[[ Selected excerpt open ]]

JOURNAL ARTICLE

Comparison of immunoreactivity of staphylococcal enterotoxin B mutants for use as toxin surrogates

George P Anderson, Patricia M Legler, Dan Zabetakis, Ellen R Goldman
Analytical Chemistry 2012 June 19, 84 (12): 5198-203
22681495
The development and testing of detection methodologies for biothreat agents are by their very nature complicated by the necessity to handle hazardous materials. Toxoids prepared by thermal or chemical inactivation are often used in place of the native toxin; however, the process of detoxification can decrease the agent's ability to be detected at similar concentrations. One method to overcome this limitation is the use of toxin mutants which have altered amino acid sequences sufficient to abrogate or greatly reduce their toxic activity. While this method of toxoid preparation is much more controlled, there is still no guarantee that the resulting product will be equal in detectability to the native toxin. In this work, we have evaluated the utility of two recombinantly expressed Staphylococcal Enterotoxin B (SEB) mutants, a single point mutant (Y89A), and a mutant with three amino acids changed (L45R, Y89A, Y94A), to act as surrogates for SEB in immunoassays. We evaluated the affinity of a number of anti-SEB monoclonal antibodies (mAb) and an anti-SEB single domain antibody (sdAb) for SEB and its surrogates. One of the mAb's affinity was decreased by a factor of 3000 for the triple mutant, and another mAb's affinity for the triple mutant was decreased by 11-fold while the others bound the mutants nearly as well as they did the native toxin. MAGPIX sandwich immunoassays were used to evaluate the ability of all combinations of the recognition reagents to detect the SEB mutants in comparison to SEB and a chemically inactivated SEB. These results show that recombinant mutants of SEB can serve as much more useful surrogates for this hazardous material relative to the chemically inactivated toxin; however, even the point mutant impacted limits of detection, illustrating the need to evaluate the utility of toxin mutants on a case-by-case basis depending on the immunoreagents being employed.

[[ Selected excerpt closed ]]
[[ Entries provided open ]]

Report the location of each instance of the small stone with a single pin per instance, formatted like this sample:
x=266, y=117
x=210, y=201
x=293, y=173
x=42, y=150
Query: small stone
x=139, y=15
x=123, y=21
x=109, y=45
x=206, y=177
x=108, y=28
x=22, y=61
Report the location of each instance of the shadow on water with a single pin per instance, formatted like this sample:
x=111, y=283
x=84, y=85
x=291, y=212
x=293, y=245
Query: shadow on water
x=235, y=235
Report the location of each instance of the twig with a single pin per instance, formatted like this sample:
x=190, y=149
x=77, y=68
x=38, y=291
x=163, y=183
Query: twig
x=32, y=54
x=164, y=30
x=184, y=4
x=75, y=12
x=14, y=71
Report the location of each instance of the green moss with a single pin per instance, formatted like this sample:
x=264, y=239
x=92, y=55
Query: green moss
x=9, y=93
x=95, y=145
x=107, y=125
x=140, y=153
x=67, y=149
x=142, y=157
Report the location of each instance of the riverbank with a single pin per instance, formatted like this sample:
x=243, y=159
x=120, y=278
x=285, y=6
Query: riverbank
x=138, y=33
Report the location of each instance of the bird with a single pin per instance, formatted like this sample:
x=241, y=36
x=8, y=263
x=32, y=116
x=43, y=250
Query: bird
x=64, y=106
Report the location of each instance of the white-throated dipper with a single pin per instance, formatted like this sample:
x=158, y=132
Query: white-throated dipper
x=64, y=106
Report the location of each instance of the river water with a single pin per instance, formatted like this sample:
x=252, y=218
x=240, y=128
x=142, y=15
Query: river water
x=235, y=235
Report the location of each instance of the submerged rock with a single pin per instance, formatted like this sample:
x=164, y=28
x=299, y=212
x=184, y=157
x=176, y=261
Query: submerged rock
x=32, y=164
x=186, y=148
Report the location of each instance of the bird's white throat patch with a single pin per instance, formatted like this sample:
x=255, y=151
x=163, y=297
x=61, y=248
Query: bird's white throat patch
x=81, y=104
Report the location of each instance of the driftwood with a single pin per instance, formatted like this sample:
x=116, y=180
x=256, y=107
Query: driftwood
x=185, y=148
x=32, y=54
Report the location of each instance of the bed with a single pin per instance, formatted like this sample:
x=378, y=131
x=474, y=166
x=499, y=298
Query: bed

[[ Entries provided closed ]]

Required work »
In the abstract on staphylococcal enterotoxin B mutants, which three amino acid changes does the triple mutant carry? Nothing asked here involves the lines.

Answer to this exercise »
L45R, Y89A, and Y94A.